> _Task brief_: Reproduce the lines below word for word, leaving out the pictures.

> _Exercise material_:
########################################

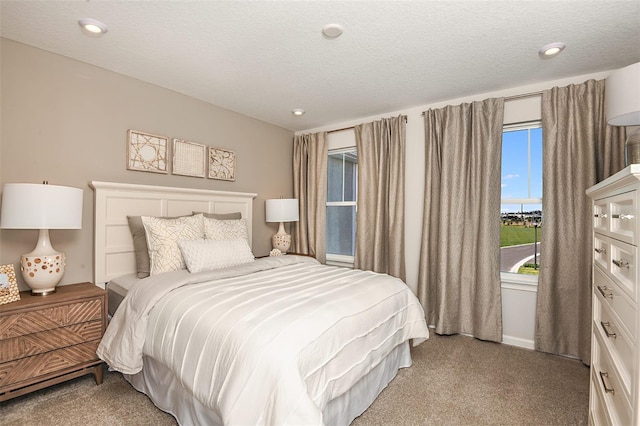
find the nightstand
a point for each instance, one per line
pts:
(45, 340)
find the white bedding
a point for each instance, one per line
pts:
(268, 342)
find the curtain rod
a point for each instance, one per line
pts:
(515, 97)
(353, 127)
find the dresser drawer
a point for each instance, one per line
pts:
(50, 318)
(601, 216)
(610, 294)
(615, 340)
(623, 221)
(601, 251)
(597, 411)
(622, 266)
(45, 341)
(610, 385)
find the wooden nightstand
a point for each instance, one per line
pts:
(45, 340)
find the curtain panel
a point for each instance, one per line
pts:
(310, 156)
(580, 150)
(380, 203)
(459, 277)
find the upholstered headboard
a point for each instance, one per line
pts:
(113, 244)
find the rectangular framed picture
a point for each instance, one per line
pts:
(8, 285)
(222, 164)
(147, 152)
(188, 158)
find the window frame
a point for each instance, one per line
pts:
(514, 277)
(333, 258)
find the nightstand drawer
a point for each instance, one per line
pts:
(37, 343)
(14, 374)
(46, 340)
(50, 318)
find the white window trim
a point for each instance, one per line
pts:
(512, 280)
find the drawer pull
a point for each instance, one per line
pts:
(605, 327)
(620, 263)
(607, 389)
(603, 291)
(622, 216)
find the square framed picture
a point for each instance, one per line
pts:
(188, 158)
(222, 164)
(147, 152)
(8, 285)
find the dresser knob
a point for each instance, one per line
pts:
(620, 263)
(604, 376)
(605, 327)
(603, 291)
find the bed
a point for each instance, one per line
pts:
(276, 340)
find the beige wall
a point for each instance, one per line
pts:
(66, 121)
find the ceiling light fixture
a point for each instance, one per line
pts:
(332, 31)
(551, 50)
(93, 26)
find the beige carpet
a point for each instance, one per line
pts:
(455, 380)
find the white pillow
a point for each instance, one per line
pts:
(205, 255)
(215, 229)
(163, 235)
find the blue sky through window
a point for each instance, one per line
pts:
(522, 168)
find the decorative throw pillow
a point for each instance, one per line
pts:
(140, 248)
(222, 216)
(215, 229)
(162, 239)
(206, 255)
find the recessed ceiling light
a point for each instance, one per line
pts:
(93, 26)
(332, 30)
(551, 50)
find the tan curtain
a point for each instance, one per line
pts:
(310, 154)
(580, 149)
(380, 205)
(459, 276)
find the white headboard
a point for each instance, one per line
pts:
(113, 249)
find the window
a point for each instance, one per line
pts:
(342, 182)
(521, 205)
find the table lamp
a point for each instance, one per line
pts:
(282, 210)
(622, 105)
(42, 207)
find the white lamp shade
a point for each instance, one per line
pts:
(622, 96)
(41, 206)
(282, 210)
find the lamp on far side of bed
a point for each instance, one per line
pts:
(282, 210)
(622, 106)
(42, 207)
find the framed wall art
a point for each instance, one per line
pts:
(188, 158)
(222, 164)
(147, 152)
(8, 285)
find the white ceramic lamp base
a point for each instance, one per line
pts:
(281, 240)
(42, 268)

########################################

> _Response to this exercise_:
find the nightstand
a point for each instance, one per line
pts:
(45, 340)
find the white bedding
a point for each instance, one per line
pts:
(268, 342)
find the curtain rod
a point for each instance, one per line
pts:
(515, 97)
(353, 127)
find the dresser drawer
a point for each instance, one per line
pts:
(50, 318)
(601, 216)
(610, 294)
(615, 340)
(623, 221)
(601, 251)
(597, 411)
(622, 266)
(45, 341)
(610, 385)
find the wooden nightstand
a point for each instance, one per line
pts:
(45, 340)
find the curtain panel
a point for each instance, one per line
pts:
(310, 156)
(580, 150)
(380, 203)
(459, 277)
find the upholstered headboard
a point for each instance, one per line
pts:
(113, 244)
find the rectangular framed picture
a point for each instance, one per line
pts:
(8, 285)
(222, 164)
(147, 152)
(188, 158)
find the window frame
a point for each instance, one per line
pts:
(514, 277)
(333, 258)
find the nightstand drawer
a point for each instance, one per line
pts:
(37, 343)
(14, 374)
(46, 340)
(50, 318)
find the white window trim
a point for each instance, one per line
pts:
(512, 280)
find the drawer pull
a point for each instance, one per line
pts:
(605, 327)
(620, 263)
(607, 389)
(603, 291)
(622, 216)
find the square framed picture
a point for each instance, one per line
pts:
(188, 158)
(222, 164)
(147, 152)
(8, 285)
find the dresser knob
a point for each instance, one per line
pts:
(620, 263)
(604, 376)
(605, 327)
(603, 291)
find the bed
a point for each instance, one per line
pts:
(276, 340)
find the beige wall
a point for each instance, one per line
pts:
(66, 121)
find the ceiling light fixture
a point for each instance, one per line
pts:
(332, 31)
(551, 50)
(93, 26)
find the beige carpet
a point for each instance, one per line
pts:
(455, 380)
find the white pillow
a point for each instance, one per line
pts:
(205, 255)
(215, 229)
(163, 235)
find the blue sky through window
a point for each instance, one per line
pts:
(522, 168)
find the decorative throw pillow
a point for each instance, one per line
pts:
(140, 248)
(222, 216)
(215, 229)
(162, 239)
(206, 255)
find the recessed ceiling light
a point for each instance, one per line
pts:
(93, 26)
(332, 30)
(551, 50)
find the tan curtain
a point for each instance, one per line
pts:
(310, 154)
(580, 149)
(380, 205)
(459, 276)
find the white headboard
a point for each instance, one per line
pts:
(113, 249)
find the window
a point for each instance, one per line
pts:
(342, 182)
(521, 205)
find the table lamp
a point for each instance, one per line
pts:
(282, 210)
(622, 105)
(42, 207)
find the white lamp shade
a point for each instance, one per line
pts:
(622, 96)
(41, 206)
(282, 210)
find the lamp on far side of bed
a point for each instance, one per line
pts:
(282, 210)
(622, 106)
(42, 207)
find the framed wall art
a point for each instance, one per line
pts:
(188, 158)
(222, 164)
(147, 152)
(8, 285)
find the white ceramic lamp base
a point for each instance, one per line
pts:
(281, 240)
(42, 268)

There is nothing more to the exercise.